▶ What is being asked
Exact reproduction, images excluded: write out the records below.

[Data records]
------------------------------------------------------------------------

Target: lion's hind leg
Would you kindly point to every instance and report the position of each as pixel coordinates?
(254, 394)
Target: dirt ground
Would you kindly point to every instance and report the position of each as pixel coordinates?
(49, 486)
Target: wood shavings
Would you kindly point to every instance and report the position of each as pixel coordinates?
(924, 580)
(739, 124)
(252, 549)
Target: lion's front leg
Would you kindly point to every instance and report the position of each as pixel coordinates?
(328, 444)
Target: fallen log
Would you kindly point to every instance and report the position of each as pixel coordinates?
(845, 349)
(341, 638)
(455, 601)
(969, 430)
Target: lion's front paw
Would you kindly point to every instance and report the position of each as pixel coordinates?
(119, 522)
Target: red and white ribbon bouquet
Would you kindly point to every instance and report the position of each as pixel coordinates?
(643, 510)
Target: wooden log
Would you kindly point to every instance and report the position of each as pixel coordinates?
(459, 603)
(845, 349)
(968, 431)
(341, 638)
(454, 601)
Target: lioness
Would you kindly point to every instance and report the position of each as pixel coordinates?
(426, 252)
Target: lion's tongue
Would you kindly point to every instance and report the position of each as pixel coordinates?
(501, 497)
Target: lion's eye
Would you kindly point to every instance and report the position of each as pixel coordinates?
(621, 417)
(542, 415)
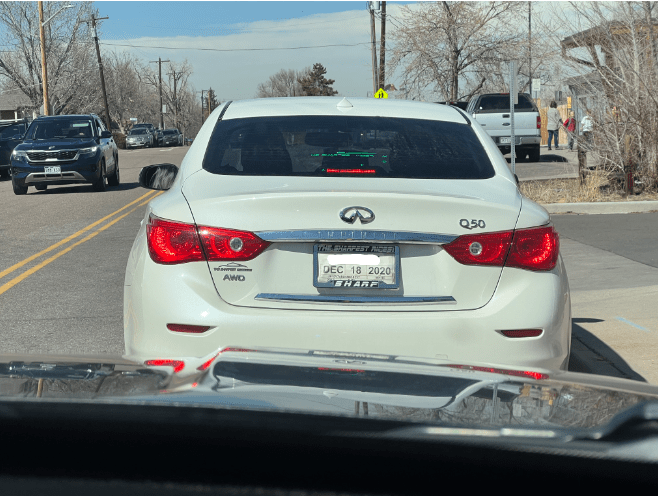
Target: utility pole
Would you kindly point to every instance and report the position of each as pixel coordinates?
(382, 49)
(203, 115)
(159, 62)
(372, 6)
(44, 69)
(530, 45)
(177, 76)
(94, 33)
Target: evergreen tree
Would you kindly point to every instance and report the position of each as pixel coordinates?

------------------------------------------------------------------------

▶ Output
Target: lion's hind leg
Would you kindly point to every instance and report the position of each as pixel coordinates?
(254, 394)
Target: dirt ground
Would you kindly point to every instance and report the position of each as pixel coordinates?
(49, 486)
Target: wood shavings
Would you kindly point to every instance and report the position of each as pixel coordinates?
(924, 580)
(739, 124)
(252, 549)
Target: lion's front leg
Would you kindly point to every instance and report the position of each as pixel coordinates?
(328, 444)
Target: fallen log
Would you kindly point to every instance and report the position of each as pixel coordinates?
(845, 349)
(341, 638)
(455, 601)
(969, 430)
Target: lion's front paw
Would you kindly point to every instance and report the position of each as pixel coordinates?
(119, 522)
Target: red and white ribbon bouquet
Would you kindly point to every instance and report the position of each as pixel coordinates?
(643, 510)
Target: wooden log
Would you kindly point to every instance and report the position of each as pixel coordinates?
(459, 603)
(845, 349)
(968, 431)
(341, 638)
(454, 601)
Target: lioness
Would you kindly point to every instance and report the position of each as pixel coordinates?
(426, 252)
Target: lion's tongue
Would you kindly point to every instance and report the position of each as pixel coordinates?
(501, 497)
Target: lion's eye
Would you kindly point to every instance and report the position of each as pixel coordinates?
(621, 417)
(542, 415)
Target: utility pole
Would you kindly point to every instance and report the position of each as pixel coordinates?
(382, 49)
(203, 115)
(159, 62)
(372, 6)
(44, 69)
(530, 45)
(177, 76)
(94, 33)
Target: evergreen tree
Would you kindly point to every instance and report the position of each as pixel coordinates?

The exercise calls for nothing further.